- **WHAT THE TASK ASKS**: Put each line from the start of the records through the line containing "[[383, 480, 523, 515]]" into a numbered list, skipping blank lines. Leave the pictures out of the answer.

## BEGIN DATA SUPPLIED

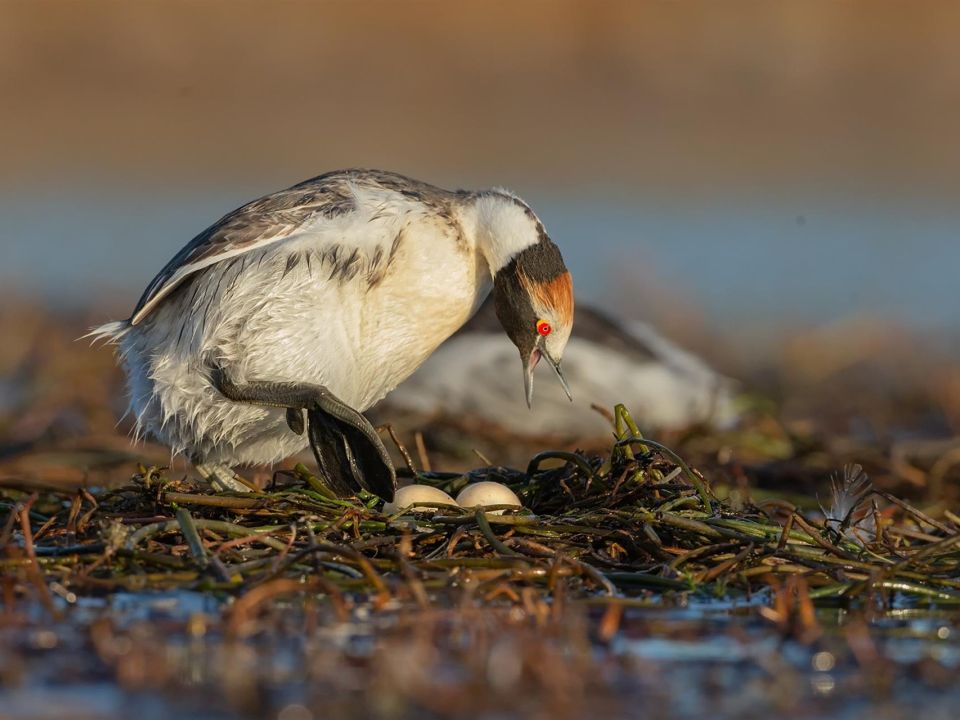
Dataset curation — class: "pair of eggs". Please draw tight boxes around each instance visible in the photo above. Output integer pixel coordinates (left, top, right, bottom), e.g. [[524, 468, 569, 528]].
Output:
[[383, 480, 523, 515]]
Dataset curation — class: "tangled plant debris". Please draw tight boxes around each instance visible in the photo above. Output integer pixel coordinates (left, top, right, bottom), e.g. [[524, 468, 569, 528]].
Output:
[[0, 406, 960, 629]]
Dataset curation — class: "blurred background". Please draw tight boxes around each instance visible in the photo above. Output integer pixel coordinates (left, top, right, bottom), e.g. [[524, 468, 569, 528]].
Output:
[[0, 0, 960, 490]]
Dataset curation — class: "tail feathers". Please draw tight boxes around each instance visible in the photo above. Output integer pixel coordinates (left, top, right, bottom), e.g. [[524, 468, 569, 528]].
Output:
[[77, 320, 132, 345]]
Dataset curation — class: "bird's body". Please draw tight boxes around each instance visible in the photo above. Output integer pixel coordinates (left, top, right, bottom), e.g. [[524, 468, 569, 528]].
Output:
[[98, 170, 565, 496]]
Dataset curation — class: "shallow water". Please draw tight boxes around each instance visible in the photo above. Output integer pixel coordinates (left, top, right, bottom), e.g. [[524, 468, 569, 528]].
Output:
[[0, 185, 960, 344], [0, 592, 960, 720]]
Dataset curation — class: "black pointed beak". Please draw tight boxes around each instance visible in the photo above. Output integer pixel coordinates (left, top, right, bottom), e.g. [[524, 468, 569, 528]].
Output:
[[523, 348, 543, 408], [523, 347, 573, 408], [547, 355, 573, 402]]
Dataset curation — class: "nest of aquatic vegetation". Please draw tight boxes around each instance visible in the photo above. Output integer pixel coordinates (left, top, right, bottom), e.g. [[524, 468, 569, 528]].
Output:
[[0, 407, 960, 610]]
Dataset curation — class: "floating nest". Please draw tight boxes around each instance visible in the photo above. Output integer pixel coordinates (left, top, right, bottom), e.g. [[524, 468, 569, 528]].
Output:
[[0, 406, 960, 616]]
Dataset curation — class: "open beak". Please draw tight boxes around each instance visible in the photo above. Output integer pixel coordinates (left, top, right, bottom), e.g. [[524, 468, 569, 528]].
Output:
[[523, 347, 573, 408]]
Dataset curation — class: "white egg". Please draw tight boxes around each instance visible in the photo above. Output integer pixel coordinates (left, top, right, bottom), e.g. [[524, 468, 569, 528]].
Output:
[[457, 480, 523, 515], [383, 485, 457, 515]]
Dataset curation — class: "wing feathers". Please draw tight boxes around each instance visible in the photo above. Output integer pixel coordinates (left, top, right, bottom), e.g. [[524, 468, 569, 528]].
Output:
[[130, 170, 461, 325]]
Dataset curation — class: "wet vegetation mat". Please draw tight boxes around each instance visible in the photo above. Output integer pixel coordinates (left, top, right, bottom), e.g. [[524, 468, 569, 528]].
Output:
[[0, 406, 960, 612], [0, 407, 960, 718]]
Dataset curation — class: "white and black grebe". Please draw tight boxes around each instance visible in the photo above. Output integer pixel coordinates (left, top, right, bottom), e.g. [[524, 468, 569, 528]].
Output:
[[94, 170, 573, 499]]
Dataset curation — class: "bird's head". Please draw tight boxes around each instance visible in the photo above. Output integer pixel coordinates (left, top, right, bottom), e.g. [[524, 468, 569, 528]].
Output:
[[464, 188, 573, 406], [493, 239, 573, 406]]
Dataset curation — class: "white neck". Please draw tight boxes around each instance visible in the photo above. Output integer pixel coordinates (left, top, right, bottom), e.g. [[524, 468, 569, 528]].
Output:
[[461, 190, 540, 275]]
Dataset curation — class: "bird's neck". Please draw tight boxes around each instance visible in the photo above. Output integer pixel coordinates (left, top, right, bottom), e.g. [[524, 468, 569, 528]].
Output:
[[462, 191, 544, 276]]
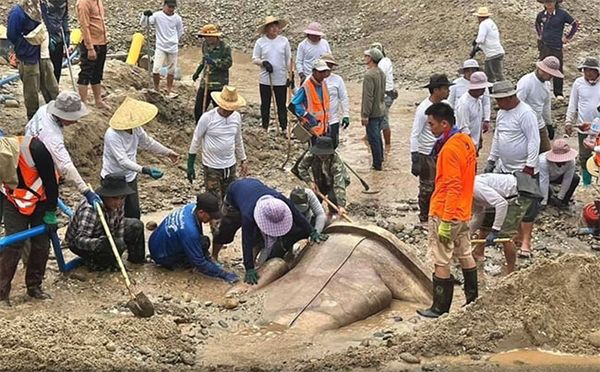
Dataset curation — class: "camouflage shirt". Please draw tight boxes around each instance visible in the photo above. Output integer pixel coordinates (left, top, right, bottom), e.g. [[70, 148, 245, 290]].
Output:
[[298, 152, 350, 207], [194, 40, 233, 90]]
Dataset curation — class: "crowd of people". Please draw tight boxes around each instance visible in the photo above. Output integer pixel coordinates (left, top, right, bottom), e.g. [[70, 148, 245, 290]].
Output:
[[0, 0, 600, 317]]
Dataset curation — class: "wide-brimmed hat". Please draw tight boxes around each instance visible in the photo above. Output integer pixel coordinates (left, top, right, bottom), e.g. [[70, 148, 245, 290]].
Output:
[[313, 59, 331, 71], [257, 15, 288, 34], [198, 23, 223, 37], [578, 57, 600, 72], [304, 22, 325, 36], [473, 6, 492, 17], [458, 59, 481, 74], [46, 91, 90, 121], [310, 136, 335, 155], [423, 74, 454, 88], [535, 56, 565, 79], [210, 85, 246, 111], [546, 138, 578, 163], [364, 48, 383, 63], [290, 186, 310, 213], [0, 137, 19, 190], [108, 97, 158, 130], [585, 155, 600, 177], [490, 80, 517, 98], [196, 192, 223, 220], [96, 172, 135, 198], [321, 53, 338, 66], [254, 195, 294, 238], [469, 71, 494, 90]]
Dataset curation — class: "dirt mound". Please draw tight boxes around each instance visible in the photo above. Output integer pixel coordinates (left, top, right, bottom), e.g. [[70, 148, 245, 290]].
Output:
[[300, 255, 600, 369]]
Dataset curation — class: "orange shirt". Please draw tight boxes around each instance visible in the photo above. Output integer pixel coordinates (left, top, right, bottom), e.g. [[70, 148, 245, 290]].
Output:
[[429, 133, 477, 222], [77, 0, 107, 50]]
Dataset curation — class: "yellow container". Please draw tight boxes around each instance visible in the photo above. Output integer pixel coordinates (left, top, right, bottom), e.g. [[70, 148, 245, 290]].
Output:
[[125, 32, 144, 65]]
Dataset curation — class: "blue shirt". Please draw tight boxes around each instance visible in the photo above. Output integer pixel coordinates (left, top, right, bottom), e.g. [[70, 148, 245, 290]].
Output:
[[226, 178, 312, 270], [535, 8, 577, 49], [148, 203, 227, 278], [6, 5, 40, 65]]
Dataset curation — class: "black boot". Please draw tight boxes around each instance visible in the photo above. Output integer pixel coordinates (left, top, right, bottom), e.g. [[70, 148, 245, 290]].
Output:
[[463, 267, 479, 306], [417, 275, 454, 318]]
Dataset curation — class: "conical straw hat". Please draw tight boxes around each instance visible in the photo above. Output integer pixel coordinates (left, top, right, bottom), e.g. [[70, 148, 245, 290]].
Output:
[[108, 97, 158, 130]]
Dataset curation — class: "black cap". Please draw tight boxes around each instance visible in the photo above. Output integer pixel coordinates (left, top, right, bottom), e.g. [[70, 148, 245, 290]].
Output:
[[96, 172, 135, 198], [196, 192, 223, 220], [423, 74, 454, 88]]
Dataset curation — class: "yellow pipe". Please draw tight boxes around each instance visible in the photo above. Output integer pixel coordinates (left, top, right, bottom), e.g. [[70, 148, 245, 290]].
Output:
[[125, 32, 144, 65]]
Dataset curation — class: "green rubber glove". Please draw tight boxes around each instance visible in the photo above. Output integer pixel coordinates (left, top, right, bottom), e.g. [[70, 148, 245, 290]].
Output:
[[187, 154, 196, 183], [244, 269, 259, 285], [438, 221, 452, 244]]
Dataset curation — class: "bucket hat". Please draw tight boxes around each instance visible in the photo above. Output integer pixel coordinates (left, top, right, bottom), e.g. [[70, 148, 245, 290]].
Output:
[[96, 172, 135, 198], [254, 195, 293, 238], [546, 138, 578, 163], [490, 80, 517, 98], [108, 97, 158, 130], [310, 136, 335, 155], [365, 48, 383, 63], [210, 85, 246, 111], [321, 53, 338, 66], [258, 15, 288, 34], [290, 186, 309, 213], [579, 57, 600, 72], [535, 56, 565, 79], [304, 22, 325, 36], [469, 71, 494, 90], [0, 137, 19, 189], [47, 91, 90, 121], [473, 6, 492, 17], [196, 192, 223, 220], [423, 74, 454, 88], [198, 23, 223, 37]]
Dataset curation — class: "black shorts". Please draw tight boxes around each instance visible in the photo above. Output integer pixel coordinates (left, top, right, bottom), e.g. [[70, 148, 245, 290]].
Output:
[[77, 43, 106, 85]]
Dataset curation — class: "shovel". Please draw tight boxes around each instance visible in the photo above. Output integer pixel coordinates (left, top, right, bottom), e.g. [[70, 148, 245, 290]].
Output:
[[90, 188, 154, 318]]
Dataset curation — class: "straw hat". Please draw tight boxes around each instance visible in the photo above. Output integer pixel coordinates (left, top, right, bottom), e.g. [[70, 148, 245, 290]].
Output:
[[473, 6, 492, 17], [585, 155, 600, 177], [198, 23, 223, 37], [210, 85, 246, 111], [108, 97, 158, 130], [254, 195, 294, 238], [546, 138, 578, 163], [258, 16, 288, 34], [535, 56, 565, 79]]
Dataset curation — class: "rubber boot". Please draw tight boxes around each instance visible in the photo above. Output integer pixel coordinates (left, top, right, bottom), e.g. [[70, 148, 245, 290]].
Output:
[[463, 267, 479, 306], [581, 169, 592, 186], [417, 275, 454, 318]]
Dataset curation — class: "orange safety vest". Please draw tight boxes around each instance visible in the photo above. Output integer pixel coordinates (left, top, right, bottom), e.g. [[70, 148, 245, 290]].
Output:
[[302, 78, 329, 136], [2, 137, 46, 216]]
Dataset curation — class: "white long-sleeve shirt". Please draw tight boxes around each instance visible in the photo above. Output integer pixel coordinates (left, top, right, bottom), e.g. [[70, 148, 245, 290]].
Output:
[[252, 35, 292, 86], [455, 91, 483, 147], [566, 76, 600, 134], [470, 173, 518, 231], [377, 57, 394, 92], [540, 151, 577, 205], [475, 18, 504, 60], [100, 127, 173, 182], [517, 72, 552, 129], [296, 38, 331, 76], [325, 73, 350, 124], [25, 105, 88, 193], [448, 76, 492, 121], [488, 102, 540, 173], [189, 108, 246, 169], [410, 97, 436, 155], [140, 10, 183, 53]]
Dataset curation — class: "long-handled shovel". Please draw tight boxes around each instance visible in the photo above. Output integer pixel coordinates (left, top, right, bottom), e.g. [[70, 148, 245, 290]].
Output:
[[90, 188, 154, 318]]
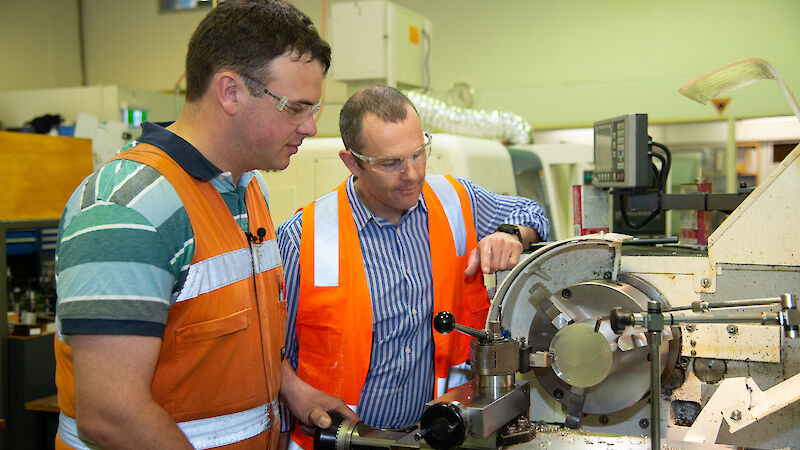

## END DATA SUPPLIED

- **EXERCISE RESULT**:
1. Dataset curation — class: "pair of eggs". Please draw tight boxes around each instance visible in the photo above. Output integer pixel coordinates (left, top, right, bottom), e.g. [[524, 468, 569, 528]].
2. Output:
3. [[383, 480, 523, 515]]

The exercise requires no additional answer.